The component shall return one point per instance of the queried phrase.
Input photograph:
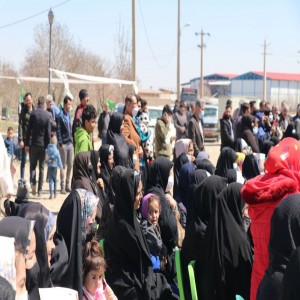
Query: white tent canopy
(79, 79)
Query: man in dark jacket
(227, 136)
(103, 123)
(39, 131)
(195, 129)
(65, 143)
(23, 125)
(180, 122)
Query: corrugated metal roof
(257, 75)
(280, 76)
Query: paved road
(54, 204)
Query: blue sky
(237, 27)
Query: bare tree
(9, 89)
(66, 55)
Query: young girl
(53, 161)
(94, 265)
(150, 212)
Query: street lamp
(178, 50)
(178, 60)
(201, 46)
(50, 19)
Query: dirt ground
(54, 204)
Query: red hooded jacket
(263, 193)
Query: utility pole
(201, 46)
(265, 73)
(133, 43)
(178, 52)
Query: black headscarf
(114, 185)
(205, 164)
(231, 175)
(179, 162)
(83, 173)
(250, 167)
(94, 174)
(19, 228)
(237, 145)
(125, 245)
(290, 288)
(39, 213)
(114, 182)
(186, 175)
(159, 174)
(197, 178)
(117, 139)
(284, 238)
(131, 149)
(225, 161)
(106, 171)
(223, 270)
(290, 131)
(204, 200)
(66, 262)
(130, 272)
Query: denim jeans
(52, 171)
(66, 155)
(37, 154)
(23, 162)
(104, 140)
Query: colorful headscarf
(7, 260)
(145, 205)
(284, 156)
(88, 206)
(50, 224)
(182, 146)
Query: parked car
(119, 107)
(211, 129)
(154, 112)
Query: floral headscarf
(88, 207)
(285, 155)
(7, 260)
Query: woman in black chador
(130, 272)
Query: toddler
(11, 148)
(150, 212)
(94, 265)
(53, 161)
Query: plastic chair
(179, 274)
(191, 267)
(101, 245)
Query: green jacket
(24, 117)
(82, 141)
(161, 148)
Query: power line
(149, 44)
(33, 16)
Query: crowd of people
(146, 194)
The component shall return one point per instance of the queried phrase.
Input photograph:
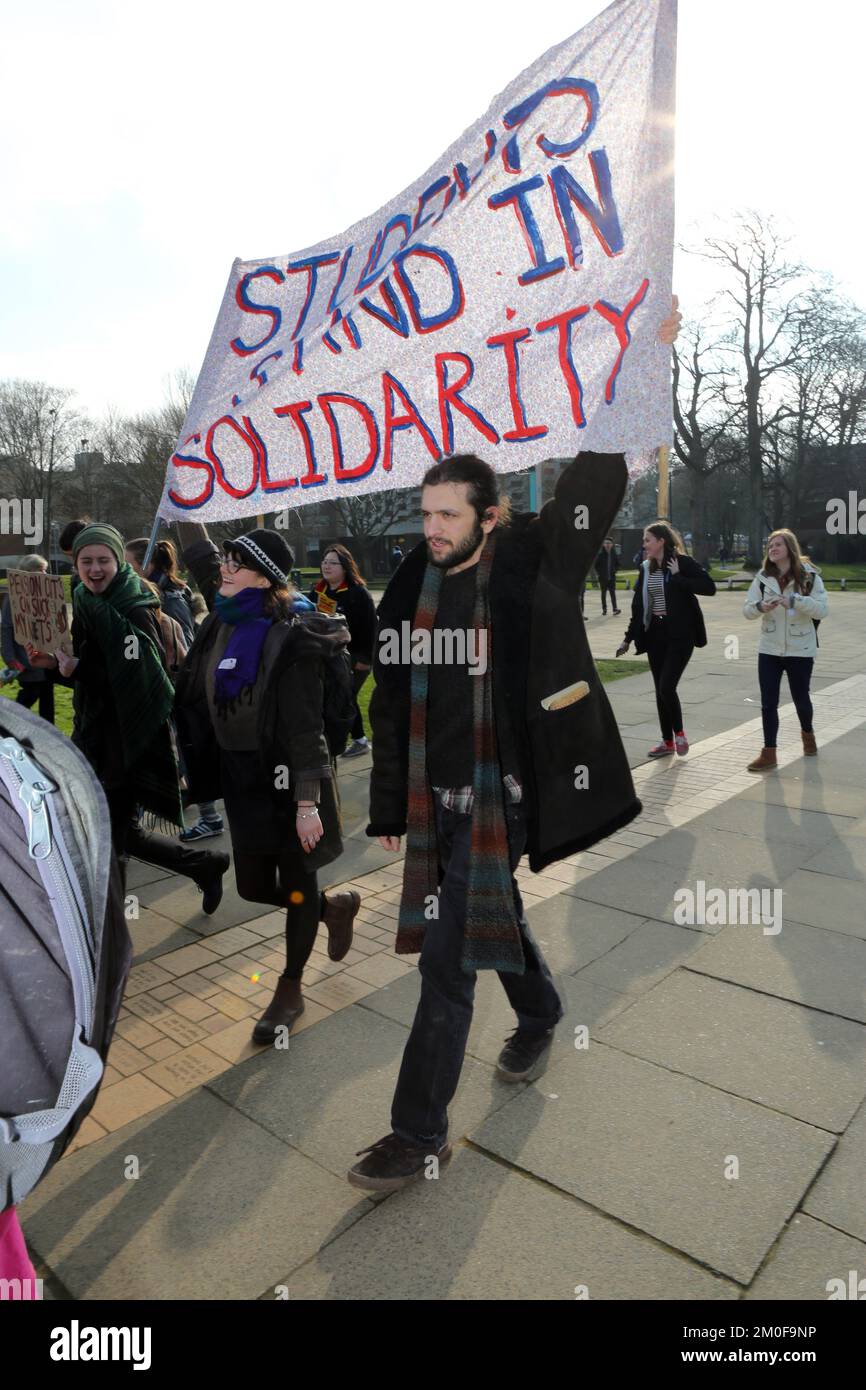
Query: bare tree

☆ ☆ ☆

#### Exercise requirements
Copy out the entries verbatim and leave the images out.

#### Answer for the task
The component shall return one point per instance of the queried phrase.
Input photograph:
Query: white tent canopy
(79, 79)
Query: man in dark jacket
(227, 136)
(103, 123)
(39, 131)
(195, 129)
(65, 143)
(23, 125)
(180, 122)
Query: corrugated metal roof
(257, 75)
(280, 76)
Query: paved road
(54, 204)
Query: blue sky
(237, 27)
Query: bare tree
(9, 89)
(66, 55)
Query: young girl
(53, 161)
(94, 265)
(150, 212)
Query: street lamp
(178, 50)
(178, 60)
(201, 46)
(50, 19)
Query: dirt ground
(54, 204)
Query: red hooded jacket
(263, 193)
Query: utility pole
(201, 46)
(265, 73)
(133, 43)
(178, 52)
Query: black headscarf
(114, 185)
(205, 164)
(231, 175)
(179, 162)
(83, 173)
(250, 167)
(94, 174)
(19, 228)
(237, 145)
(125, 245)
(290, 288)
(39, 213)
(114, 182)
(186, 175)
(159, 174)
(197, 178)
(117, 139)
(284, 238)
(131, 149)
(225, 161)
(106, 171)
(223, 270)
(290, 131)
(204, 200)
(66, 262)
(130, 272)
Query: denim jeans
(52, 171)
(66, 155)
(37, 154)
(23, 162)
(104, 140)
Query: colorful headscarf
(7, 260)
(145, 205)
(284, 156)
(88, 206)
(50, 224)
(182, 146)
Query: parked car
(119, 107)
(211, 129)
(154, 112)
Query: floral headscarf
(88, 207)
(285, 155)
(7, 260)
Query: woman in black chador
(130, 272)
Query: toddler
(11, 148)
(150, 212)
(94, 265)
(53, 161)
Query: plastic chair
(179, 274)
(191, 267)
(101, 245)
Query: green jacket
(24, 117)
(82, 141)
(161, 148)
Query: power line
(149, 44)
(33, 16)
Query: crowd of people
(146, 194)
The component shall return one point per instance of the queried phrase.
Input photograph:
Query: bare tree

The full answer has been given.